Please copy every one of the records below without changing a single character, keeping each line as it is.

[Records taken from a dataset]
◆ ◆ ◆ ◆ ◆ ◆ ◆

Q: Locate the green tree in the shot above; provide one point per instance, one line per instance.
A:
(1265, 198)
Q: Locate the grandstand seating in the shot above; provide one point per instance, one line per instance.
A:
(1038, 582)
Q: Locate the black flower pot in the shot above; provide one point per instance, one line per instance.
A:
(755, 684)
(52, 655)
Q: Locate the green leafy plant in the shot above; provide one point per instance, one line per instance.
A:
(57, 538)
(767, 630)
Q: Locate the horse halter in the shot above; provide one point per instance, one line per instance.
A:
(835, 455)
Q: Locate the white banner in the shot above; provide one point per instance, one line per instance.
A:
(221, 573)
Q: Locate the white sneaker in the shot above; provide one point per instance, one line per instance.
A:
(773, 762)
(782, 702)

◆ ◆ ◆ ◆ ◆ ◆ ◆

=== Problem solution ===
Q: Locate the green tree in the shot above; provide one point per instance, one line per instance.
A:
(1265, 198)
Q: Locate the grandstand seating in the shot above; provide one point per instance, one line per instance.
A:
(1038, 582)
Q: Locate the black flower pot in the shot above; provide one point per instance, one line per instance.
A:
(755, 684)
(52, 655)
Q: Locate the green leafy plant in the shot above; provide one point per instance, one line per instance.
A:
(57, 538)
(767, 630)
Q: Locate the horse halter in the shot above; provide one point per instance, one line per instance.
A:
(835, 455)
Q: Locate the white banner in the shot above; provide one point per instance, one line per instance.
A:
(221, 573)
Q: Locate the white sneaker in the shot above; provide one point per instance, one line per instance.
A:
(773, 762)
(782, 702)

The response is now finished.